» TEXT PASSAGE
※ ※ ※

Patient was seen the following day and despite treatment the worm had moved out of the lasered area and one end of the worm was motile [Figure 1f]. Additional laser burns were delivered to kill the worm and subsequently patient's vision improved to 20/40 over 15 days.
We present an interesting case of a subretinal worm that migrated in the subretinal space. The worm in our case can be Baylisascaris or Ascaris due to the size and the propensity to migrate. However, it was unlikely that the worm was Baylisascari procyonis since its typical hosts, skunks and raccoons, are not found in southern India.3
Laser photocoagulation is an effective method to treat subretinal worms and early treatment has been shown to halt the progression of the worm and improve visual acuity.9 In areas of RPE atrophy and retinal edema as in this case, it may be difficult to recognise whether the laser burns were adequate to kill the worm and in such cases, it is prudent to examine the patient and repeat laser treatment if needed. The over treatment with laser, evidenced from the examination after initial treatment, was due to the fact that the worm was highly motile and the anxiety of the surgeon not to miss the worm. It is typically few laser burns that are required to treat the worm. It is however prudent to deliver laser treatment to the worm once it migrates away from macula and in the inferior quadrant to prevent a scotoma in the central and the inferior field.
Longer duration treatment with albendazole has been described in retinal involvement with worms akin to the treatment of neurocysticercosis without laser treatment.7 The role of oral anthelminthics in conjunction with lasers is not clear. We treated the patient with single dose of oral albendazole to eliminate any intestinal tract infestation.
There are reports of progressive optic atrophy with DUSN.7 Our patient had a relative afferent pupillary defect, vitritis and papillitis and hence we treated the patient with a two week tapering doses of oral corticosteroids. In some cases, the use of oral anthelminthics and corticosteroids may reduce the media haze and enable the recognition of small worms. In our patient, use of oral corticosteroids may have reduced the inflammation and papillitis facilitating rapid visual recovery.
We suggest that laser treatment for the subretinal worm is effective and recommend careful repeat examination in all cases to ensure that the worm is immobile and repeat laser treatment when warranted.
Source of Support: Nil
Conflict of Interest: None declared.

※ ※ ※

» DATA SECTION
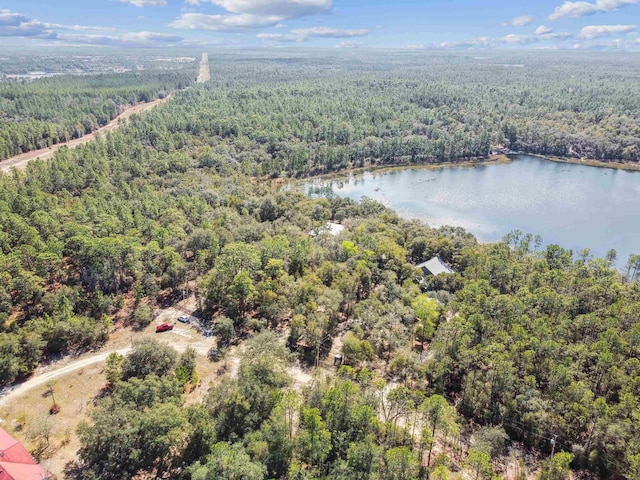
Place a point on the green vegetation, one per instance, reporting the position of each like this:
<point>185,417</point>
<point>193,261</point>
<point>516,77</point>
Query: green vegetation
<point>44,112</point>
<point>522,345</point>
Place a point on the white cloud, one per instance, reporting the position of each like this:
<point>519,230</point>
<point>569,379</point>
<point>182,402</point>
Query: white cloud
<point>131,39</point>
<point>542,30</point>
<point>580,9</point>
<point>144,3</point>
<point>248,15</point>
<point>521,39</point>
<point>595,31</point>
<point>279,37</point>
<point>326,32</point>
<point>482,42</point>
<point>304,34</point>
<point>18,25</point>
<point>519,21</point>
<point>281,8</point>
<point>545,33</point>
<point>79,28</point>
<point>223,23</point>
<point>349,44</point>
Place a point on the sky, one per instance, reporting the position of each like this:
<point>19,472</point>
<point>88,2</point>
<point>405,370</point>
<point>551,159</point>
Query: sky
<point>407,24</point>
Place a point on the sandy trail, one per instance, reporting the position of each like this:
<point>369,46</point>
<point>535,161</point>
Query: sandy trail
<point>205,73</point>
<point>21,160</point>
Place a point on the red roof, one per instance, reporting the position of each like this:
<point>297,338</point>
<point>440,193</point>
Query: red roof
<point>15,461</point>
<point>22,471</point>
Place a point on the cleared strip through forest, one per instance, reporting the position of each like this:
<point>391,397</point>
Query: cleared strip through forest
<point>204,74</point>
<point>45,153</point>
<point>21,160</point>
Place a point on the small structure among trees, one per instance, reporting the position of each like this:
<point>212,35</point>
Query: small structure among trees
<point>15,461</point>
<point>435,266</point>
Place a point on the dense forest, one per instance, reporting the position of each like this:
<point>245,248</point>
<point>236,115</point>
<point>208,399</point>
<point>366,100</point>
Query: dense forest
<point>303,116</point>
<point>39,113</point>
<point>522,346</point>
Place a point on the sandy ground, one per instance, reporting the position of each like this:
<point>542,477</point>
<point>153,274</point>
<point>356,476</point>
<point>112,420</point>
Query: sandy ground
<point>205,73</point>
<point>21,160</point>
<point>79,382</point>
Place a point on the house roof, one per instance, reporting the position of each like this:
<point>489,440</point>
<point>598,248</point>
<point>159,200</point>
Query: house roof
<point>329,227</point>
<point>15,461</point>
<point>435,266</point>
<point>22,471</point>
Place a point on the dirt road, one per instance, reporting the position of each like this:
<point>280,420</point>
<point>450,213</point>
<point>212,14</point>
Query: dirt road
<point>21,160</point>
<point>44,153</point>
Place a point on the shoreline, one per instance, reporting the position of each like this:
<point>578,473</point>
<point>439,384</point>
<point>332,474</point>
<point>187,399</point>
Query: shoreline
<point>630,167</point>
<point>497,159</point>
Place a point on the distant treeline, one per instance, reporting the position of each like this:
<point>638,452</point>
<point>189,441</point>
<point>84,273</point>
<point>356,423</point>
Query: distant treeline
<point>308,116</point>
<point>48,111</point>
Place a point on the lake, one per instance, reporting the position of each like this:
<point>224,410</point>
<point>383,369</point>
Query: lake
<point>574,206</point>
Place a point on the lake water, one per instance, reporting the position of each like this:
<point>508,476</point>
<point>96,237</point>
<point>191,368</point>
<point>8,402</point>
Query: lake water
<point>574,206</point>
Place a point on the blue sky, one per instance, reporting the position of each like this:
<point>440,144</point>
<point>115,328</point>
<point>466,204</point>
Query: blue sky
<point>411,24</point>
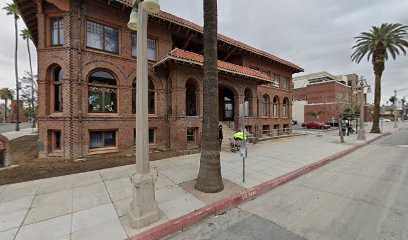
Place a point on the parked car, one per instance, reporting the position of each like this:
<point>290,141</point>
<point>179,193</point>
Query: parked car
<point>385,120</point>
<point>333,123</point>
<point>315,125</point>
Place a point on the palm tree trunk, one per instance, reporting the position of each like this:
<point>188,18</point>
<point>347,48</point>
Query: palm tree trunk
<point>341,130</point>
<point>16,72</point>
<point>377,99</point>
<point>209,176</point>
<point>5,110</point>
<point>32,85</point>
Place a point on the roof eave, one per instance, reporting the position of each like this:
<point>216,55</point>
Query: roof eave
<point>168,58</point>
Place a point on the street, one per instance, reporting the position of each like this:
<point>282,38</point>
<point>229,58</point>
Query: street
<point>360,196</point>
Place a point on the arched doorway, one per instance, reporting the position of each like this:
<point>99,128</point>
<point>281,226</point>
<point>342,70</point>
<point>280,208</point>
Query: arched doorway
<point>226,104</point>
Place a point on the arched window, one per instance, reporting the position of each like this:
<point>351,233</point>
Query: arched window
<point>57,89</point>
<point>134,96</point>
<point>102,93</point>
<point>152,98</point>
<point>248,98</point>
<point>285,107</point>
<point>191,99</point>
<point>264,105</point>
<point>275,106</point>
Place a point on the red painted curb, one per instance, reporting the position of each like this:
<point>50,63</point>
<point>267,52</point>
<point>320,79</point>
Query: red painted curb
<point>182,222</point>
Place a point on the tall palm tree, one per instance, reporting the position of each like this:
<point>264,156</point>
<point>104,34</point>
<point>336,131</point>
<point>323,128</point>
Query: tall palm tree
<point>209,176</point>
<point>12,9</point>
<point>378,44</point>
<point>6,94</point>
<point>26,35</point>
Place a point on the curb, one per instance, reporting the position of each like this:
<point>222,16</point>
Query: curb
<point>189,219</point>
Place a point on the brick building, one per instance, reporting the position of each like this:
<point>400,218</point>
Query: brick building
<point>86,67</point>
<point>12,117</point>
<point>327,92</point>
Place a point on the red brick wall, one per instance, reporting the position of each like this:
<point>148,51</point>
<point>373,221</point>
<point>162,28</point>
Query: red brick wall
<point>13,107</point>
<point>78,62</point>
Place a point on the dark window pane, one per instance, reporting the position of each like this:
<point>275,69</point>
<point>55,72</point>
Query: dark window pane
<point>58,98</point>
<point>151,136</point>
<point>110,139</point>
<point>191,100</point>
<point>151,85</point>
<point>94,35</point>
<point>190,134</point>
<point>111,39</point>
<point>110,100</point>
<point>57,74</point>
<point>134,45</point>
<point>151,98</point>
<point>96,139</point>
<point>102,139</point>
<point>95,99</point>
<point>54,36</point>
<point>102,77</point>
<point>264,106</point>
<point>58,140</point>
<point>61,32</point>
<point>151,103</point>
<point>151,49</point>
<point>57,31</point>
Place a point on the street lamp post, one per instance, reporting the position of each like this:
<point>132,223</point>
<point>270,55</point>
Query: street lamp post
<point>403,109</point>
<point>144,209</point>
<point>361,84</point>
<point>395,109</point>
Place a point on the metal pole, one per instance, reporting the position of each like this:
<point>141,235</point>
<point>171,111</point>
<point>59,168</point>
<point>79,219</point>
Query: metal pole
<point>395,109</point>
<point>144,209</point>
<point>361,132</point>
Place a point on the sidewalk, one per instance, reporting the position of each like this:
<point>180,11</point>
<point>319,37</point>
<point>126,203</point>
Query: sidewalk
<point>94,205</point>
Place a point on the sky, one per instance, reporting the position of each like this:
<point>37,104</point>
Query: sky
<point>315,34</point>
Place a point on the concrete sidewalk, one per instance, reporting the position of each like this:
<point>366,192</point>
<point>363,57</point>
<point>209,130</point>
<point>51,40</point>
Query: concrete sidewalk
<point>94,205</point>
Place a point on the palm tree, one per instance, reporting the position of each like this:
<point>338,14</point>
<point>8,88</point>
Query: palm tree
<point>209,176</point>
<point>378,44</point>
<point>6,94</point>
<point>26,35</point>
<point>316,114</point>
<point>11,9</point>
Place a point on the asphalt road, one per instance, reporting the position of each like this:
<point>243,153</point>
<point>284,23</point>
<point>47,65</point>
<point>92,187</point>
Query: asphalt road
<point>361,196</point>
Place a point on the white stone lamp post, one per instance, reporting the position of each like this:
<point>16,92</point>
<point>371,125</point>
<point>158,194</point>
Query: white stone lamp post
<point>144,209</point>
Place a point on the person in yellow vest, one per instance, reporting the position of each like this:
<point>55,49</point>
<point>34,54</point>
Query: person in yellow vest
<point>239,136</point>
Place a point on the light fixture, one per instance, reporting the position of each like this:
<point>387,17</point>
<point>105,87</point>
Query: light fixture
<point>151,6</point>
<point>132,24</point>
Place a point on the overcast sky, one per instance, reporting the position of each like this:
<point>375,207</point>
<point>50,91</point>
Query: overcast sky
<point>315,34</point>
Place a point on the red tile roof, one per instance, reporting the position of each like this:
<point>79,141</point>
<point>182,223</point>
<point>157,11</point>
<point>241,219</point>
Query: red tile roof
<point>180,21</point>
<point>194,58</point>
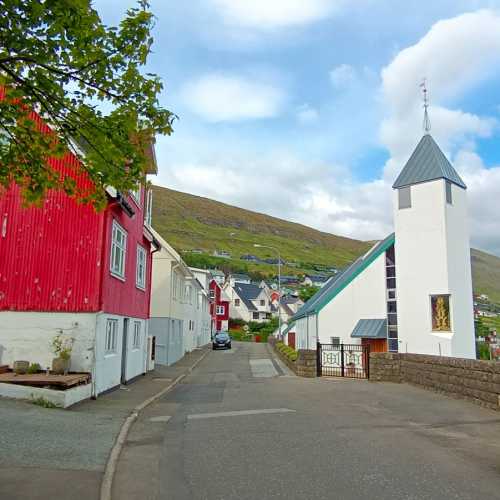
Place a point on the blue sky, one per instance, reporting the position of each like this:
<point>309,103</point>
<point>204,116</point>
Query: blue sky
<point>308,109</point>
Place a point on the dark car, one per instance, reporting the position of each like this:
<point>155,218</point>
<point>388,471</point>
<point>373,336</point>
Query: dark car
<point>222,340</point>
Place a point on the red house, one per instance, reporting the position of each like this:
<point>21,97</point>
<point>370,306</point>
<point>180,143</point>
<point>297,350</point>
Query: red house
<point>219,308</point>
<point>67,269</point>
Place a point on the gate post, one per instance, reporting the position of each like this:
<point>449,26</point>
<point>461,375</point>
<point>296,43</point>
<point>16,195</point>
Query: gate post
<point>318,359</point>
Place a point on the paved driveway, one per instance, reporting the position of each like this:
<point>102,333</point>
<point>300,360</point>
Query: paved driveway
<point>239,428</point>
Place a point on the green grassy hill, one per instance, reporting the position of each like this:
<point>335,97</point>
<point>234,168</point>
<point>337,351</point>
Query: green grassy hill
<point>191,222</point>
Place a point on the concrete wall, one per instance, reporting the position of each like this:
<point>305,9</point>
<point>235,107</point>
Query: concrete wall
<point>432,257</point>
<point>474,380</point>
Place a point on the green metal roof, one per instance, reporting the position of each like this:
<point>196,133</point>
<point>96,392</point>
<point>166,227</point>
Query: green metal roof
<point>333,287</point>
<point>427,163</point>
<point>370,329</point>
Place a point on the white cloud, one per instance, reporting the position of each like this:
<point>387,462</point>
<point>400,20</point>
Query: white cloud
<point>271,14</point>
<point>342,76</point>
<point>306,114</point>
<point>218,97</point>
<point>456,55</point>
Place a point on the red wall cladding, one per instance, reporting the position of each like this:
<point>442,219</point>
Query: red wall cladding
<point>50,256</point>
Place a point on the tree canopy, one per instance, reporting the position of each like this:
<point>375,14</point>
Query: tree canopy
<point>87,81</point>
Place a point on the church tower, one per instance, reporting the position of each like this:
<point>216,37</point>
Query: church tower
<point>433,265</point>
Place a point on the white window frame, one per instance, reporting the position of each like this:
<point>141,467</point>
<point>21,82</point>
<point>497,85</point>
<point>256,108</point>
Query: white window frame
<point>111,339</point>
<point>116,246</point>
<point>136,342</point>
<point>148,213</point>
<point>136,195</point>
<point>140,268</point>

※ ※ ※

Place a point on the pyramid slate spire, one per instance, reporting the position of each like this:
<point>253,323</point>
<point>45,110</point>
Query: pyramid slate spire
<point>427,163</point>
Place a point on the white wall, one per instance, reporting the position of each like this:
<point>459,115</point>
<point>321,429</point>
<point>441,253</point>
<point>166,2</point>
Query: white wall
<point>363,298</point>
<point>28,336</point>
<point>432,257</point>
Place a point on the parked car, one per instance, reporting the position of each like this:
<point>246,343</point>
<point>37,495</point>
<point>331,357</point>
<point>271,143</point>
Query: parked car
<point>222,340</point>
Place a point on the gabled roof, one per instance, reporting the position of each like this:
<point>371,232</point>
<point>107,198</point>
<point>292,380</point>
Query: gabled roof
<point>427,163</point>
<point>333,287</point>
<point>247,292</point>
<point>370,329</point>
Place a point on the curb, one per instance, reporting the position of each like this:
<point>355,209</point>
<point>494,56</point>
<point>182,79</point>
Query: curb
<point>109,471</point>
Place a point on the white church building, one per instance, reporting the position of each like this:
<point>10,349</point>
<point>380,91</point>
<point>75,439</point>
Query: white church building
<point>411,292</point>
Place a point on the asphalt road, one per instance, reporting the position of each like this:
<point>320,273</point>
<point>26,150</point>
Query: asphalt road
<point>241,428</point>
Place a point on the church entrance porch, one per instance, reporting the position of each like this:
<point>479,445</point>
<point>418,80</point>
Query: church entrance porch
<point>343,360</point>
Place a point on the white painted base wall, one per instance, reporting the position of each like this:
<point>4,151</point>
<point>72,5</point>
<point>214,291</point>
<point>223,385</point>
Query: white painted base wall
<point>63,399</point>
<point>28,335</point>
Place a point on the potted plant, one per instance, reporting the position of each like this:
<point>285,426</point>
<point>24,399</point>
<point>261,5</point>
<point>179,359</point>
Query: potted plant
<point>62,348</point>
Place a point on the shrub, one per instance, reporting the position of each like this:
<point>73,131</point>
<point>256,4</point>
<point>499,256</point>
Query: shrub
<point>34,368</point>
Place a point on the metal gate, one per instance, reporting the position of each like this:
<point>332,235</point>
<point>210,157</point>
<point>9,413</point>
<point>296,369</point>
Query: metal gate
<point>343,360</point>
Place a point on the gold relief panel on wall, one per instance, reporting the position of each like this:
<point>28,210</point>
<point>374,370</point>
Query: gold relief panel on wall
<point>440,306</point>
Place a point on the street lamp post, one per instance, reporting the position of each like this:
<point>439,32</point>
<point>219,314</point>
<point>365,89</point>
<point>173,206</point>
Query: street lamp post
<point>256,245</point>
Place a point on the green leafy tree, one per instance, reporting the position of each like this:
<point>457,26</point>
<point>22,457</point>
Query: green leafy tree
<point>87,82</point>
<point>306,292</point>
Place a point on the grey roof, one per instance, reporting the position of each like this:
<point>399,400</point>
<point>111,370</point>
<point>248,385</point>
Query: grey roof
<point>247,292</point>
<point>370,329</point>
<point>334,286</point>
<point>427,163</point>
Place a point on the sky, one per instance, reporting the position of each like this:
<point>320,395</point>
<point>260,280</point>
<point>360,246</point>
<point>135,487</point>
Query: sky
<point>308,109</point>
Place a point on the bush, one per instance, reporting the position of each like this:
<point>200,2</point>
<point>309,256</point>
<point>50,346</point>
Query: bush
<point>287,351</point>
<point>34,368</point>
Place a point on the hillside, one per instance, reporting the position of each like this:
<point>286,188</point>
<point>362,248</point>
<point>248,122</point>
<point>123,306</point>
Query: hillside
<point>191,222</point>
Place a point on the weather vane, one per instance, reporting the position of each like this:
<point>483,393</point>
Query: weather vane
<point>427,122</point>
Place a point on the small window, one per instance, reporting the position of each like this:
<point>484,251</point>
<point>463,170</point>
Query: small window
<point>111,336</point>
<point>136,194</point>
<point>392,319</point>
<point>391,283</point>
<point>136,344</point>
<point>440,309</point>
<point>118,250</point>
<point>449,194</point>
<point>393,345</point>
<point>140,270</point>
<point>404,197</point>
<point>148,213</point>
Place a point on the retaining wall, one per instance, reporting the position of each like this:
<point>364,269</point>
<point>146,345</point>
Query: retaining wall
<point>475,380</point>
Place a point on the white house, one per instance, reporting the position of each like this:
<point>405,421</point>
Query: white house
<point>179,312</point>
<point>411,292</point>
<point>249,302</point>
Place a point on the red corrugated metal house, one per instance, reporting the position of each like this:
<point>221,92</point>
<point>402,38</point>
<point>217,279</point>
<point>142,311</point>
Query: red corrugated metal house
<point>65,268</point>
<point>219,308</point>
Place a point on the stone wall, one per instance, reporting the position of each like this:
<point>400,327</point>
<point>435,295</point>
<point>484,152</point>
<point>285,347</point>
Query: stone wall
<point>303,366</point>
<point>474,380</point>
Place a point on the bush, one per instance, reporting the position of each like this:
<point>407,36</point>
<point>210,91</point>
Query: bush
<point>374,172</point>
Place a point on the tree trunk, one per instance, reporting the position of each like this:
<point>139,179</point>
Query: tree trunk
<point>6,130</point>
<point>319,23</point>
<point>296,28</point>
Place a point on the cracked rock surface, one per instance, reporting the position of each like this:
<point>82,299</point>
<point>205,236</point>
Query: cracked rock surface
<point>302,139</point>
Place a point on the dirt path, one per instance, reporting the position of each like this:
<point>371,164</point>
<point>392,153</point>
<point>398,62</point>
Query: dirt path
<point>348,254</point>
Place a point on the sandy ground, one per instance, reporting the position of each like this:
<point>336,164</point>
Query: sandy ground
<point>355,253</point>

※ ※ ※

» ABOUT THIS TASK
Answer from the case report on the subretinal worm:
1. After the additional laser burns, what vision did the patient reach, and over how many days?
2. Why was the patient given a single dose of oral albendazole?
3. For how long were the tapering doses of oral corticosteroids given?

» EXERCISE RESULT
1. 20/40, over 15 days.
2. To eliminate any intestinal tract infestation.
3. Two weeks.